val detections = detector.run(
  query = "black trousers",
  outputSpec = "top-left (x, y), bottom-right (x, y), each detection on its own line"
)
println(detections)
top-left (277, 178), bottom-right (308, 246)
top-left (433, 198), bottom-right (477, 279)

------------------------------

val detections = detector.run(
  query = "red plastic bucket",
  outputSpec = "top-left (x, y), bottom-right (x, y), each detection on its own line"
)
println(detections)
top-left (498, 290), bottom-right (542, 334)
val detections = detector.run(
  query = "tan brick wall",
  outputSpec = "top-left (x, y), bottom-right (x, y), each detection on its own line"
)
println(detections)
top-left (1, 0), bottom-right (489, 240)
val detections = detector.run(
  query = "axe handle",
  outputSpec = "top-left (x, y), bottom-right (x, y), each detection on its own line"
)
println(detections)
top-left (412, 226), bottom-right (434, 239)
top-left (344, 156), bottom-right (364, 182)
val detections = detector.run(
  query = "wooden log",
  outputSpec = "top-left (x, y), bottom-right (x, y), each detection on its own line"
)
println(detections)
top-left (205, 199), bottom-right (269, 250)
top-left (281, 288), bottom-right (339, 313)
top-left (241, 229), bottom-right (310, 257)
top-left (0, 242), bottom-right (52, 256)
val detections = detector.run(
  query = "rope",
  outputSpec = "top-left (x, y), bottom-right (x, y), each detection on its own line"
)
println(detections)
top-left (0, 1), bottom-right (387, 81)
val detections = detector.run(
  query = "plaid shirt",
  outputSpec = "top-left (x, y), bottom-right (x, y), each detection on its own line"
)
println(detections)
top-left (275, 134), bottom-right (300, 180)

------------------------------

## ABOUT THIS EXERCISE
Select and copy every line of the listing with the word "query".

## OUTPUT OF THE TASK
  query = "black trousers",
  query = "red plastic bucket",
  query = "tan brick wall",
  query = "axe handle",
  query = "wooden log",
  query = "rope",
  query = "plaid shirt",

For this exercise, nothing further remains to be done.